> _Task to complete_:
Exactly the lines from the line containing "breeches and record the coordinates." through the last line of the entries below should appear in the answer, reproduced verbatim.

> _Recorded data_:
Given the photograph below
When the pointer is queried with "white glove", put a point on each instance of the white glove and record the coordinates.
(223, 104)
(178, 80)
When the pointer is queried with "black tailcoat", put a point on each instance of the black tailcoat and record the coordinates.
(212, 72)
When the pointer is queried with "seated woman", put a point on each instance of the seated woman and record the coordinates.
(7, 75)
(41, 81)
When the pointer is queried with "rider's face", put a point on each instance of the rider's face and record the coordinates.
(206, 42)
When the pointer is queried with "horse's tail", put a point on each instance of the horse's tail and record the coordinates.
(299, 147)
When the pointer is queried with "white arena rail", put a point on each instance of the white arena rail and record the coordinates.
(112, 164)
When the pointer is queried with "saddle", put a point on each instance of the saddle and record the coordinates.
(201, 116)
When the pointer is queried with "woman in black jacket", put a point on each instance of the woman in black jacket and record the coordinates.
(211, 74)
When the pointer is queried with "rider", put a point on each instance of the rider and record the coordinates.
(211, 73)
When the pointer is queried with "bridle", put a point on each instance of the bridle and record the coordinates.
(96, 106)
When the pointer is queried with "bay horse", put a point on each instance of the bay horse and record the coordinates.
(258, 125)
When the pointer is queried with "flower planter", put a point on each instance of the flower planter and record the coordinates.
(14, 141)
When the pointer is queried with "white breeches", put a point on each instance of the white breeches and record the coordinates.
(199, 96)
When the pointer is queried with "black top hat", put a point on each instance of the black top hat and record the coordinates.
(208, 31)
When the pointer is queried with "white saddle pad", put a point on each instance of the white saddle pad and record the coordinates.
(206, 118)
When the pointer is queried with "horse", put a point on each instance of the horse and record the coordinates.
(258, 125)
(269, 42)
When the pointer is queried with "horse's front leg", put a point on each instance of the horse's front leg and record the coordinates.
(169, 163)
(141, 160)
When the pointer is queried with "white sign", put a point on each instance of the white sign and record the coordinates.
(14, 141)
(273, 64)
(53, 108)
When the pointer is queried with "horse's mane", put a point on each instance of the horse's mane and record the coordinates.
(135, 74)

> _Task output_:
When the pointer is queried with "white breeches", put a point on each instance of the white breeches and record the coordinates.
(199, 96)
When the pointer is queried with "black top hat", put a point on each instance of the black top hat and record the coordinates.
(208, 31)
When the pointer is queried with "white saddle pad", put a point on each instance of the white saddle pad and record the coordinates.
(206, 118)
When the pointer is queried with "horse", put a point on each instance of the horse and record the coordinates.
(258, 125)
(269, 42)
When the pointer is queried with "horse's front leg", put a point on each instance of the horse's front leg and record the coordinates.
(169, 163)
(141, 160)
When the pointer is queried with "white sign", put a point on each instance of the white sign and record the coordinates.
(14, 141)
(273, 64)
(53, 108)
When the pointer is queried with "horse's mane", put a point on each instance of the horse's mane and record the coordinates.
(135, 74)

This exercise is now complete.